Natural-language object grounding data
____

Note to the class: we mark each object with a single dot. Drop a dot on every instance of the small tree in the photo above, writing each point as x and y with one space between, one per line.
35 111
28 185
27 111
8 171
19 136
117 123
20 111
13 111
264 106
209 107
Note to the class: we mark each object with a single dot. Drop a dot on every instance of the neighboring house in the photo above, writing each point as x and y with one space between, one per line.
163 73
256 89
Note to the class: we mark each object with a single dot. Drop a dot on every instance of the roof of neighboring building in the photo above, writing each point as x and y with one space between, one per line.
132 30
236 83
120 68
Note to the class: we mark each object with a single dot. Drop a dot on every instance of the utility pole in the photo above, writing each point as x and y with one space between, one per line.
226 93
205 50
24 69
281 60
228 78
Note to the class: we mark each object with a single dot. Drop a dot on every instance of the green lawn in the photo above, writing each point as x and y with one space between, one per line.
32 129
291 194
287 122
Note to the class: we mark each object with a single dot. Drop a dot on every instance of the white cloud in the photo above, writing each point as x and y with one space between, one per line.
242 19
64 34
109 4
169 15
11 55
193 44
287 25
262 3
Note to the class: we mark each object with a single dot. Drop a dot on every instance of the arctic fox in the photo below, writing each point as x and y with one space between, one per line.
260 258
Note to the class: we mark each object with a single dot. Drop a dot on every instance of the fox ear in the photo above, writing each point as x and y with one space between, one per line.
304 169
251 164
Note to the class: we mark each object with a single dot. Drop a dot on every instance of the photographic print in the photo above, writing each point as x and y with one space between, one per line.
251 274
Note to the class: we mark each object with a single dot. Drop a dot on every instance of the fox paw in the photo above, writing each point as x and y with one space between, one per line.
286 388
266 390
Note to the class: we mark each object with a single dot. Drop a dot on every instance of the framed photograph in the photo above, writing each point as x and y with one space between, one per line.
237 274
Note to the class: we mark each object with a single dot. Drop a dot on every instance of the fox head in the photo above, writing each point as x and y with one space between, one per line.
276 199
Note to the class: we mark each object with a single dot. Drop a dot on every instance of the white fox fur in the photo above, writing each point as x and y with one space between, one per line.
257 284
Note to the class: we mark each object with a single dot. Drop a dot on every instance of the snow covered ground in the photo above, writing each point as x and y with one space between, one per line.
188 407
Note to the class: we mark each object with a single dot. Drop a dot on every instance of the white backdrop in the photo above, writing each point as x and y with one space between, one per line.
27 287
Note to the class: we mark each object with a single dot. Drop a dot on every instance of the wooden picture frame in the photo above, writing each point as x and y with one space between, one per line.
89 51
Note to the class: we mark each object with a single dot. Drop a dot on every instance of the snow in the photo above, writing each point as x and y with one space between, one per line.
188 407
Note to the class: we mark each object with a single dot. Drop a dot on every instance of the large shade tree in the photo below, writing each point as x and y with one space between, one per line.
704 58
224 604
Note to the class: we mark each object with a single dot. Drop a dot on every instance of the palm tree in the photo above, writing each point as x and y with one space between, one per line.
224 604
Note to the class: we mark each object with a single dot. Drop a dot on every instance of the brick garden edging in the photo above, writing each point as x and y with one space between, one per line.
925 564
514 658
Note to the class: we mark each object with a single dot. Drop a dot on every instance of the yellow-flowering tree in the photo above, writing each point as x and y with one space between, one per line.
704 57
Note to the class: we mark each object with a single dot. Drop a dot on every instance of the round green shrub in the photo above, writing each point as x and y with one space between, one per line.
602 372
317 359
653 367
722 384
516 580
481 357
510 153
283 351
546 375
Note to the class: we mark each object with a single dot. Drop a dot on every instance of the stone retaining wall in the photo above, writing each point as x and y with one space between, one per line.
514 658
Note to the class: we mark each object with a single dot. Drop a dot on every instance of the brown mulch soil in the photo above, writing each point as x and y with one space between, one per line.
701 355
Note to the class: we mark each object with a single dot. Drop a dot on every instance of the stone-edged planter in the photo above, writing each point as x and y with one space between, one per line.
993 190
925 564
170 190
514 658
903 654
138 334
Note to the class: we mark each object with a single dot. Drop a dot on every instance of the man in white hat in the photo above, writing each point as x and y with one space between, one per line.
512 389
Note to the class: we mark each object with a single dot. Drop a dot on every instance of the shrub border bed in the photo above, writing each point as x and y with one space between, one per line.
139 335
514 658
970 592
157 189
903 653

____

For this exercise, restate each of the entries without any deviation.

Note to the class: we mark each object with a single dot. Drop a dot on every instance of the small tree in the photo above, writing each point as x and y with one space between, one per line.
35 111
28 185
27 111
8 171
19 136
117 123
20 111
13 111
264 106
209 107
Note to the class: we mark each object with a single dot. Drop a dot on every instance of the neighboring house in the photo above, writing each point as x and y with one space between, one per line.
163 73
256 89
Note to the class: we mark each object with a single dot. Drop a dot on every instance of the roof of neighboring building in the photo above, writing each point as x and y with one space between, one per line.
132 30
236 83
120 68
Note to the class: we mark each object with a single dot. Drop a dot on every instance of the utility pole in the photo above, writing each point as x and y with one space between, one per line.
226 93
205 50
24 69
281 60
228 78
Note to the class: we mark each object with a single dot. Drop a dot on every instance of the green lawn in the photo above, writing each point as x and y with one space between, one per line.
32 129
291 194
287 122
Note to the class: we mark each object with a single dot. Drop a dot on every instance of the white cloud in the photo above, writing each point as x and y with one space between, one per line.
242 19
64 34
109 4
169 15
11 55
193 44
287 25
262 3
Note to the class: we mark each object with a single dot. Drop a dot on every instance of the arctic fox in the photo below, writing each point as x and y with one space between, one per line.
260 258
Note to the class: we mark each object with a single dot. Drop a dot on every instance of the fox ear in the photo above, writing each point as x and y with one space between, one per line.
304 169
251 164
Note to the class: we mark each object with a single dot. Drop a dot on every instance of the photographic print in the photo above, writing each point as x and y with one space between, one per line.
251 274
Note to the class: we mark each object with a single dot. Drop a dot on every instance of the fox paw in the photo above, writing each point as x and y with one space between, one per line.
286 388
266 390
Note to the class: we mark each object with a single dot. Drop a dot on every instance of the framed photograph in the photo above, writing each point as x and y with one space between, one per line.
237 274
Note to the class: we mark each object with a single dot. Drop a dot on every instance of the fox head in the photo above, writing each point as x and y with one space between, one per line.
276 199
Note to the class: we mark each object with a single dot. Drop a dot on every instance of the white fox fur in the photo above, writing each point as x and y with one space between, one per line.
257 284
Note to the class: we mark each object with a single dot. Drop a dot on every instance of the snow covered ground in the photo above, writing each point as x and y with one space between, one per line.
188 407
Note to the class: we mark each object with a single dot. Drop a dot on every instance of the white backdrop in the photo above, writing each point as x and y with one space between, one per line.
27 287
Note to the class: we mark each object with a single dot. Drop a dot on every instance of the wooden picture frame in the photo above, writing each point as x and y with one space between, one per line.
89 51
Note to the class: we mark each object with a single dot. Drop a dot on every instance of the snow in the photo above, writing each point as x and y with one space between, one per line.
188 407
Note to the class: we mark each object with a single dot. Drop a dot on every instance of the large shade tree in the photo below, writing each point as x and y with one space between, one per line.
704 58
224 604
Note to the class: we mark each object with a single dot. Drop a dot on every instance of the palm tree in the photo above, writing each point as x and y with one space between, one per line.
224 604
Note to the class: we mark each object with a single dot. Drop a dot on every instance of the brick garden edging in the photo above, writing each point as x and y with one space between, one per line.
925 564
514 658
Note to the class: we mark each object with a single dot. Drop a dot on every instance of the yellow-flowering tree in the photo above, writing each point as x and y with one space between, one per line.
704 57
Note to the class: we mark each object with a single dot. Drop a dot on every instance of the round green shrub in the photo above, writing each point as x and y with one space between, one per line.
602 372
317 359
653 367
722 384
516 580
481 357
510 153
283 351
546 375
Note to the class: we mark each object with a single dot. Drop a dot on every instance of the stone retaining wall in the photo above, writing each point as x and y with one space between, one per line.
514 658
Note to the class: we mark each object with a single dot. Drop a dot on every instance of the brown mulch soil in the photo above, writing each point as x and y with one space between, one per line.
701 355
Note to the class: we mark each object with a single dot. Drop a dot on every instance of the stone-edged planter in the photo above, writing each point as x and y with one space between, one per line.
993 190
925 564
170 190
514 658
903 654
138 334
Note to the class: we mark each object with a single dot. Drop a dot on every instance of the man in white hat in the photo above, writing each point as x and y with one space between, one per line.
512 389
Note to the class: we mark each object with a single dot. Drop a dot on every instance of the shrub border bed in the photo above, writing each point as x and y with one space between, one per line.
139 335
514 658
970 592
157 189
903 653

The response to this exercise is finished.